# Exercise details
Turn every line of the records below into a JSON list of strings, one string per line, with blank lines omitted. Leave the pictures out of the list.

═════ Available records

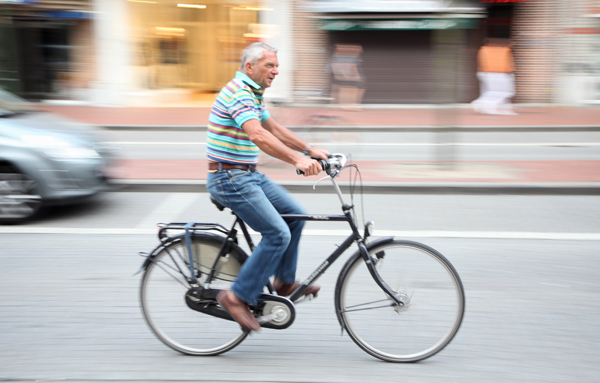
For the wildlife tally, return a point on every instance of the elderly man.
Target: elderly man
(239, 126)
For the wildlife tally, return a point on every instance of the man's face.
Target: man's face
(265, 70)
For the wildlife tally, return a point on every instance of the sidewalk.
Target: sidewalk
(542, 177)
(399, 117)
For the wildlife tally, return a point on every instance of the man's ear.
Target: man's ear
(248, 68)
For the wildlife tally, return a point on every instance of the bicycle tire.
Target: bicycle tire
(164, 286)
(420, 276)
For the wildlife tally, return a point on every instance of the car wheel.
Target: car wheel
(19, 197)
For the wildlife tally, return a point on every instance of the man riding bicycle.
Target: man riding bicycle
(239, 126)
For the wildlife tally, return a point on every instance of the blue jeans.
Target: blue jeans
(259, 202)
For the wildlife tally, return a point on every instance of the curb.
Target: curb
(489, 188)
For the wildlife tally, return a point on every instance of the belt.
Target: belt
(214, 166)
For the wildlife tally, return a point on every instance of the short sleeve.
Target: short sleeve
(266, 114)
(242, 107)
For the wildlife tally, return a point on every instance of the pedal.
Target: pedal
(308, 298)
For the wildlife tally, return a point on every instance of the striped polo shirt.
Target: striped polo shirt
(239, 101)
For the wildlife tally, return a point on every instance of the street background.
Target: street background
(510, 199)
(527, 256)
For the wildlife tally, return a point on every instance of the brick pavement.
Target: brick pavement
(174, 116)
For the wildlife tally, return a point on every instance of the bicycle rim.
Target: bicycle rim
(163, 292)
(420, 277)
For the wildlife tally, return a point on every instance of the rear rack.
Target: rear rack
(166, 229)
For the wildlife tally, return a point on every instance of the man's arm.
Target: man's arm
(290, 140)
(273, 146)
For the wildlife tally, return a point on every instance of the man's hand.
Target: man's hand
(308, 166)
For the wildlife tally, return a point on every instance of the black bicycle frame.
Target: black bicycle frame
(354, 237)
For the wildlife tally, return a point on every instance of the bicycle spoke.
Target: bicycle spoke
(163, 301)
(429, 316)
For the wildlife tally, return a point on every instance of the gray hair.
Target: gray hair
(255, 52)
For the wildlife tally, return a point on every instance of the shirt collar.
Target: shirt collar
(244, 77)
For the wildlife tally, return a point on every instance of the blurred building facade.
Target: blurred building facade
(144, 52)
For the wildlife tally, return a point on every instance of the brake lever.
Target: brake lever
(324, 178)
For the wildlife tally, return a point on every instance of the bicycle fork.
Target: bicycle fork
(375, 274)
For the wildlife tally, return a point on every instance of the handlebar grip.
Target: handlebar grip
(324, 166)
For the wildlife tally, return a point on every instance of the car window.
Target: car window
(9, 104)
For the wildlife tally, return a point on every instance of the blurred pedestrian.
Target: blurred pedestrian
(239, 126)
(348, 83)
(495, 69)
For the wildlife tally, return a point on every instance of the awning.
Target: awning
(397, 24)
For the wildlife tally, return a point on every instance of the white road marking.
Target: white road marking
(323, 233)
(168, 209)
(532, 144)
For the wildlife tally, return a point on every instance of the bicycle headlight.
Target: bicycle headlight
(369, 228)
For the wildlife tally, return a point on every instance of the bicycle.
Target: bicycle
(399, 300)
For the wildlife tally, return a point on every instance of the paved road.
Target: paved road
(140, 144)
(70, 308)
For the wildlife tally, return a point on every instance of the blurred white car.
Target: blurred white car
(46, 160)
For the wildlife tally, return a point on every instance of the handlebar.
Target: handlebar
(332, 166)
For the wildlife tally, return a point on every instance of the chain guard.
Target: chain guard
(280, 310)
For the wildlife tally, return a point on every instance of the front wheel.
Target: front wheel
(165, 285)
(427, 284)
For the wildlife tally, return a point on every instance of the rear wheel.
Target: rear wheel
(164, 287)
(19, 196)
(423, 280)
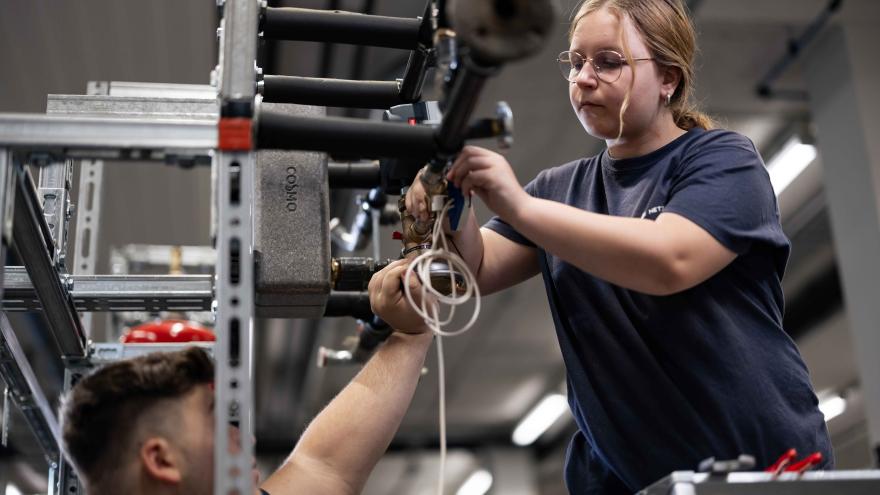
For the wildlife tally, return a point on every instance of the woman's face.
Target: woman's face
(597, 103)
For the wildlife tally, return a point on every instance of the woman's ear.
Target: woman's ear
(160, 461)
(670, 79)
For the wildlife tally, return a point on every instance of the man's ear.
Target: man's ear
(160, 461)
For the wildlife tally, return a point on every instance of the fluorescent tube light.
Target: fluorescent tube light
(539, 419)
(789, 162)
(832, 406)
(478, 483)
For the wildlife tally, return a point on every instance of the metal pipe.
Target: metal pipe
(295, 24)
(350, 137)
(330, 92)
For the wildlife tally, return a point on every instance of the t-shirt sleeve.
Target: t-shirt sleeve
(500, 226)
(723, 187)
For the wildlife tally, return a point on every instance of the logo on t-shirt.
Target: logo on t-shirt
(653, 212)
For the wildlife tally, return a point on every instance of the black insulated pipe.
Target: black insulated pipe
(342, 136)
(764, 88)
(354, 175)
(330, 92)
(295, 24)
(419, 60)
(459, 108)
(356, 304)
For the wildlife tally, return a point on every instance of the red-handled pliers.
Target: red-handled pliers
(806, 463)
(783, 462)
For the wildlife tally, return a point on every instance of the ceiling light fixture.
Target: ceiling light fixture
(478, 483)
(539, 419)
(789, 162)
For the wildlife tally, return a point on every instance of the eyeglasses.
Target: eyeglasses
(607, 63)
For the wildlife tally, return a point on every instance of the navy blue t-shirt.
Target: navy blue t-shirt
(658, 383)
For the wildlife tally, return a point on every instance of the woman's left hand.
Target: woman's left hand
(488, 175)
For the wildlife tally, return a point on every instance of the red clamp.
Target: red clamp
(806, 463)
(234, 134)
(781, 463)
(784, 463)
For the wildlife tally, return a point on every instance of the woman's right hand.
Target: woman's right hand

══════════

# Written answer
[
  "For the wildlife tally, return a point on every instance of the elderly man.",
  "Target: elderly man",
  "(239, 126)",
  "For the wildlife tally, return a point on every instance of the man's face.",
  "Target: man's face",
  "(265, 70)",
  "For the wildlife tally, return a point on every instance of the sidewalk.",
  "Target: sidewalk",
  "(542, 177)",
  "(399, 117)",
  "For the wildlife tally, return a point on every instance of the man's ear.",
  "Target: man's ear",
  "(248, 68)",
  "For the wildlife tally, return a point on every instance of the bicycle tire.",
  "Target: bicycle tire",
  "(164, 286)",
  "(420, 276)",
  "For the wildlife tally, return a point on every instance of the car wheel.",
  "Target: car wheel",
  "(19, 197)",
  "For the wildlife tally, return a point on every instance of the man riding bicycle.",
  "Target: man riding bicycle",
  "(239, 126)",
  "For the wildlife tally, return a point on every instance of the blue jeans.",
  "Target: blue jeans",
  "(259, 202)",
  "For the wildlife tally, return a point on every instance of the curb.",
  "Target: curb",
  "(489, 188)",
  "For the wildlife tally, return a point on every instance of the belt.",
  "Target: belt",
  "(214, 166)",
  "For the wildlife tally, return a point on every instance of the short sleeve.",
  "Target: short sleeve",
  "(266, 114)",
  "(242, 107)",
  "For the wildlife tally, return a point on every instance of the pedal.",
  "Target: pedal",
  "(308, 298)",
  "For the wildlife tally, return a point on every instance of the striped polo shirt.",
  "Target: striped polo shirt",
  "(239, 101)",
  "For the wildlife tally, return a point on every instance of the street background.",
  "Target: street background",
  "(510, 199)",
  "(527, 256)",
  "For the wildlife tally, return a point on every instance of the brick pavement.",
  "Target: brick pavement",
  "(174, 116)",
  "For the wildlife tally, return a point on every instance of the bicycle rim.",
  "Target: bicycle rim",
  "(163, 292)",
  "(420, 277)",
  "For the wildlife tally, return a point on every instance of the rear rack.",
  "Target: rear rack",
  "(166, 229)",
  "For the wildlife tally, return a point on every instance of the man's arm.",
  "Target: man's arm",
  "(290, 140)",
  "(273, 146)",
  "For the wildlife tally, return a point on every instance of the man's hand.",
  "Target: man's hand",
  "(308, 166)",
  "For the wildlife tally, return a point on every instance of the black bicycle frame.",
  "Target: black bicycle frame",
  "(354, 237)",
  "For the wildlife tally, return a point on every instance of the bicycle spoke.",
  "Target: bicycle spoke",
  "(163, 301)",
  "(429, 316)",
  "For the wildlife tally, return a point on every instance of the gray hair.",
  "Target: gray hair",
  "(255, 52)",
  "For the wildlife tally, return a point on every instance of the shirt collar.",
  "Target: shirt collar",
  "(244, 77)",
  "For the wildlife tally, return a point on every instance of the blurred building facade.",
  "Target: blurred building facade",
  "(144, 52)",
  "For the wildlife tally, return a point on every instance of the brake lever.",
  "Target: brake lever",
  "(324, 178)",
  "For the wildlife tally, return a point on every instance of the bicycle fork.",
  "Target: bicycle fork",
  "(375, 274)",
  "For the wildlife tally, return a point on every instance of the handlebar grip.",
  "Target: handlebar grip",
  "(324, 166)",
  "For the wildlife tally, return a point on every instance of the car window.",
  "Target: car window",
  "(9, 104)",
  "For the wildlife tally, return a point on every instance of the blurred pedestrian.",
  "Target: blurred pedestrian",
  "(239, 126)",
  "(348, 83)",
  "(495, 69)",
  "For the wildlife tally, return a point on every instance of the awning.",
  "Target: awning",
  "(397, 24)",
  "For the wildlife tally, return a point on every instance of the white road marking.",
  "Target: white road marking",
  "(323, 233)",
  "(168, 209)",
  "(532, 144)",
  "For the wildlife tally, return a point on every instance of the bicycle headlight.",
  "Target: bicycle headlight",
  "(369, 228)",
  "For the wildlife tally, return a point on every instance of the bicycle.",
  "Target: bicycle",
  "(399, 300)",
  "For the wildlife tally, return a point on every instance of the paved road.",
  "Target: paved road",
  "(140, 144)",
  "(70, 308)",
  "For the wildlife tally, return a point on every instance of the blurred white car.",
  "Target: blurred white car",
  "(46, 160)",
  "For the wildlife tally, return a point on every instance of the handlebar.",
  "Target: handlebar",
  "(332, 166)",
  "For the wildlife tally, return a point on every instance of the chain guard.",
  "Target: chain guard",
  "(280, 310)",
  "For the wildlife tally, return a point on every instance of the front wheel.",
  "Target: front wheel",
  "(165, 285)",
  "(427, 284)",
  "For the wildlife tally, return a point on every instance of the rear wheel.",
  "Target: rear wheel",
  "(164, 287)",
  "(19, 196)",
  "(423, 280)",
  "For the wildlife tally, return a point on every instance of the woman's face.",
  "Target: woman's face",
  "(597, 103)",
  "For the wildlife tally, return a point on every instance of the woman's ear.",
  "Target: woman's ear",
  "(160, 461)",
  "(670, 79)",
  "For the wildlife tally, return a point on every instance of the man's ear.",
  "Target: man's ear",
  "(160, 461)",
  "For the wildlife tally, return a point on every instance of the fluorescent tube light.",
  "Target: fluorescent tube light",
  "(539, 419)",
  "(789, 162)",
  "(832, 406)",
  "(478, 483)",
  "For the wildlife tally, return a point on every instance of the metal pipe.",
  "Target: metal pipe",
  "(295, 24)",
  "(350, 137)",
  "(330, 92)",
  "For the wildlife tally, return a point on every instance of the t-shirt sleeve.",
  "Target: t-shirt sleeve",
  "(500, 226)",
  "(723, 187)",
  "For the wildlife tally, return a point on every instance of the logo on t-shirt.",
  "Target: logo on t-shirt",
  "(653, 212)",
  "For the wildlife tally, return a point on every instance of the black insulated pipe.",
  "Target: black insulated pipe",
  "(342, 136)",
  "(764, 88)",
  "(354, 175)",
  "(330, 92)",
  "(295, 24)",
  "(419, 60)",
  "(459, 108)",
  "(356, 304)",
  "For the wildlife tally, return a point on every instance of the red-handled pliers.",
  "Target: red-handled pliers",
  "(806, 463)",
  "(783, 462)",
  "For the wildlife tally, return a point on every instance of the ceiling light fixture.",
  "Target: ceiling light fixture",
  "(478, 483)",
  "(539, 419)",
  "(789, 162)",
  "For the wildlife tally, return a point on every instance of the eyeglasses.",
  "Target: eyeglasses",
  "(607, 63)",
  "For the wildlife tally, return a point on every instance of the navy blue t-shirt.",
  "Target: navy blue t-shirt",
  "(658, 383)",
  "For the wildlife tally, return a point on every instance of the woman's left hand.",
  "Target: woman's left hand",
  "(488, 175)",
  "For the wildlife tally, return a point on every instance of the red clamp.",
  "Target: red clamp",
  "(806, 463)",
  "(234, 134)",
  "(781, 463)",
  "(784, 463)",
  "For the wildlife tally, return a point on every instance of the woman's right hand.",
  "Target: woman's right hand"
]